== Problem requirements ==
Please give the count of lines in the listing underneath that hold "support", leaving out everything else.

== Records supplied ==
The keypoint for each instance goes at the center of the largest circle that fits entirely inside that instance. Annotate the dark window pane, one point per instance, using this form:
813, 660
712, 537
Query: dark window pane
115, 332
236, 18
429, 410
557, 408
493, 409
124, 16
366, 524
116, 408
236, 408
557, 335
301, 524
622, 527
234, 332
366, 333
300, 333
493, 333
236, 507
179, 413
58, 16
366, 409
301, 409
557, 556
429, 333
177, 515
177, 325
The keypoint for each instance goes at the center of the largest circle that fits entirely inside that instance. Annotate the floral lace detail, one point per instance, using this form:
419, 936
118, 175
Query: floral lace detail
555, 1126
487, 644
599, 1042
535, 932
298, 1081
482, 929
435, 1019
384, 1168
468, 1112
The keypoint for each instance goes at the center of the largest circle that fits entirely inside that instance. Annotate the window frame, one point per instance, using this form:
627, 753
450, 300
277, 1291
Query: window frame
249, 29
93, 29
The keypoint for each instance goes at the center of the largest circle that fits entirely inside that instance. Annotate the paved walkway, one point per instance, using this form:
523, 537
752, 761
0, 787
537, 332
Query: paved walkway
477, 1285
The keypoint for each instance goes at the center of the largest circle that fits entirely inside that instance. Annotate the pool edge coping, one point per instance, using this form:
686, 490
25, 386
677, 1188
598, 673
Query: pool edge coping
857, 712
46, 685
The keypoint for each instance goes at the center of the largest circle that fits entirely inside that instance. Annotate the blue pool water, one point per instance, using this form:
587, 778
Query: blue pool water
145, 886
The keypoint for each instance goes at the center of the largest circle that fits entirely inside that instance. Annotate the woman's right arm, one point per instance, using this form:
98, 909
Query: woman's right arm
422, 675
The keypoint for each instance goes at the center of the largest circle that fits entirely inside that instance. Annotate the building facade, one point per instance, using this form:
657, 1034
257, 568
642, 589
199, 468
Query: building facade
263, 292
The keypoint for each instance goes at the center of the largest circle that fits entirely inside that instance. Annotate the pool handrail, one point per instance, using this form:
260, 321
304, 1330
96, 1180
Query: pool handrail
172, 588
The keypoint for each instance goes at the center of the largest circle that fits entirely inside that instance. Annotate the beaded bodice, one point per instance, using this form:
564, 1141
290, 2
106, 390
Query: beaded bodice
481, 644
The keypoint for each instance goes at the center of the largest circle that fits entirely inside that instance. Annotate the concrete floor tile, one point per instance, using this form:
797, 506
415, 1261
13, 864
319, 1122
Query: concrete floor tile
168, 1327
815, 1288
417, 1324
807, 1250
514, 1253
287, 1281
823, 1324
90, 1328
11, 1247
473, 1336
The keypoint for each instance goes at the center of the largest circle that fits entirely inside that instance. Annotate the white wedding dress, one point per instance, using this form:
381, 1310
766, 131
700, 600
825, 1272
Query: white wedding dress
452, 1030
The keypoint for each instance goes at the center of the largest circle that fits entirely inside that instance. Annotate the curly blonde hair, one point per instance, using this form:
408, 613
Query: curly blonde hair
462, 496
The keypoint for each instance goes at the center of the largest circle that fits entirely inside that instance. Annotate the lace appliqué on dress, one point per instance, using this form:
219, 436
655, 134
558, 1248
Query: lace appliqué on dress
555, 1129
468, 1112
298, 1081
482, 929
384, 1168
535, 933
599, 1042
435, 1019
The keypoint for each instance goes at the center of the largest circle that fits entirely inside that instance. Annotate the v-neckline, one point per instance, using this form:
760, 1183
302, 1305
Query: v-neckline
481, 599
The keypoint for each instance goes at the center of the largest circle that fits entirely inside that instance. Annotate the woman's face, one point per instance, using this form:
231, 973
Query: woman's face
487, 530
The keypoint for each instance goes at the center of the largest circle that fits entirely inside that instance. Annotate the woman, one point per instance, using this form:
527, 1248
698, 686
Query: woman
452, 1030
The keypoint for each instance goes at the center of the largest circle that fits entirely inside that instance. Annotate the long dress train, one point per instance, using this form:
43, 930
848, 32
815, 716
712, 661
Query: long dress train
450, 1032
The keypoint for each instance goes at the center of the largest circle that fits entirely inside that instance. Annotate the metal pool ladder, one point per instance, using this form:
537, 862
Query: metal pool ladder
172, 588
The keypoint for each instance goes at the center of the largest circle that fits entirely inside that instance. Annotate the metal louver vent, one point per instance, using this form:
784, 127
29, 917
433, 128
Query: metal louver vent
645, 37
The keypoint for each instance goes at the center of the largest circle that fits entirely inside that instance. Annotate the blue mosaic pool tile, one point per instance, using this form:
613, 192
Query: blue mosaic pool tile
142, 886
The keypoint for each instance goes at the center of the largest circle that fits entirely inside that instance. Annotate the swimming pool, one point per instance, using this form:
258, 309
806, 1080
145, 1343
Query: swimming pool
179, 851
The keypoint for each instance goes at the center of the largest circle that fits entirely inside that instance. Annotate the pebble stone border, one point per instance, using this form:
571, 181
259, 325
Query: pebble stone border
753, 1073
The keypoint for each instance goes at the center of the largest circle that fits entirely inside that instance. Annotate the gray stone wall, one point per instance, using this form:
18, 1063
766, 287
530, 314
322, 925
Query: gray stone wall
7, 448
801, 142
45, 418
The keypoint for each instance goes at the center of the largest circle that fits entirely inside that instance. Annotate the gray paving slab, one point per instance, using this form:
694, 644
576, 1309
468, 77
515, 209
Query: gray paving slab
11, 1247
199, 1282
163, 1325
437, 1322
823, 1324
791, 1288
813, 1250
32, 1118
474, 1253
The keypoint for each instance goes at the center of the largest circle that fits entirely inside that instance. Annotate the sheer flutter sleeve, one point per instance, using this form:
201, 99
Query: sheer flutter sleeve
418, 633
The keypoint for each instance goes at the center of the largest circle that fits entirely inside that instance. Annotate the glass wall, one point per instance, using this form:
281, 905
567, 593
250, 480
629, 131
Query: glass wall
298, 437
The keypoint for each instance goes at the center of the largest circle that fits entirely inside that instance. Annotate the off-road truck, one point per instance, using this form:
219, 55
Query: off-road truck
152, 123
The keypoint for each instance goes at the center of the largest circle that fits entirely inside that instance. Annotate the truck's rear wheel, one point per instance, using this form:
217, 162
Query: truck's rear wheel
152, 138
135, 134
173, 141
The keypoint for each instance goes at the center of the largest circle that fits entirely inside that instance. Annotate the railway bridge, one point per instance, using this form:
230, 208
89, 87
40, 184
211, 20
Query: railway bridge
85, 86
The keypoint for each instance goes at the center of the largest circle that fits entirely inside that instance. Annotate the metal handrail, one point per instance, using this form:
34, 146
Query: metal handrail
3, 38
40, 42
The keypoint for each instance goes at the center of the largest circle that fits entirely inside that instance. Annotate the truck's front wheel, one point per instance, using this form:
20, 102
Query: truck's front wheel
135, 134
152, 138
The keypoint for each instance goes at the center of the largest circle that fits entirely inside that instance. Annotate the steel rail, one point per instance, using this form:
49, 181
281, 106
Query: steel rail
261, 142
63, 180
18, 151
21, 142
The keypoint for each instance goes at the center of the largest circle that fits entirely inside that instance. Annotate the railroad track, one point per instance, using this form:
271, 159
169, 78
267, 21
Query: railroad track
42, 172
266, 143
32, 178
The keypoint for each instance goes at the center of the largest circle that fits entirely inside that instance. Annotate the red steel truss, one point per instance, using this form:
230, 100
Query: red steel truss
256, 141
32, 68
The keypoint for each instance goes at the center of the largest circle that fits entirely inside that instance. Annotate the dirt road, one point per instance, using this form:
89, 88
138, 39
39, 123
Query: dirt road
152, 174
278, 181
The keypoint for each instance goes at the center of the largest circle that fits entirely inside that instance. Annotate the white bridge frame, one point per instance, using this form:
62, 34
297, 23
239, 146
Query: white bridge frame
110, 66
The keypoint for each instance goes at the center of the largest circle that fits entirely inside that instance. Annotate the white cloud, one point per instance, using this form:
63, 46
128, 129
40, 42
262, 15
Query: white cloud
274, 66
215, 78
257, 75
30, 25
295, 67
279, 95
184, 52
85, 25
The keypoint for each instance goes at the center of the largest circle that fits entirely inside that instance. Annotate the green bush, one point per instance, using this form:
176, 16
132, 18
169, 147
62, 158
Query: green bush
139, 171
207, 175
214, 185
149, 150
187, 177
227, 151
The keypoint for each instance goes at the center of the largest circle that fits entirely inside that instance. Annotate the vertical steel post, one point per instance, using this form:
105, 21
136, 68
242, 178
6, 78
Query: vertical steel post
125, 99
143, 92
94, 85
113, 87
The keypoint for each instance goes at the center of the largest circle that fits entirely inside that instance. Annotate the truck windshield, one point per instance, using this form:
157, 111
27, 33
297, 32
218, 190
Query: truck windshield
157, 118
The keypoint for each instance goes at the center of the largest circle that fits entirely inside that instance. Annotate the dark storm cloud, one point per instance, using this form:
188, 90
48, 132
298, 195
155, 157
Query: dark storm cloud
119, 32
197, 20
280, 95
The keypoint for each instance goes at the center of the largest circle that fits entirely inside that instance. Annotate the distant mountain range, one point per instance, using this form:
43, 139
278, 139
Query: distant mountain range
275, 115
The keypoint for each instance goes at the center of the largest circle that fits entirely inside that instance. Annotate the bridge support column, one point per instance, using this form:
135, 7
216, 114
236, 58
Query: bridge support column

== Expected output ==
2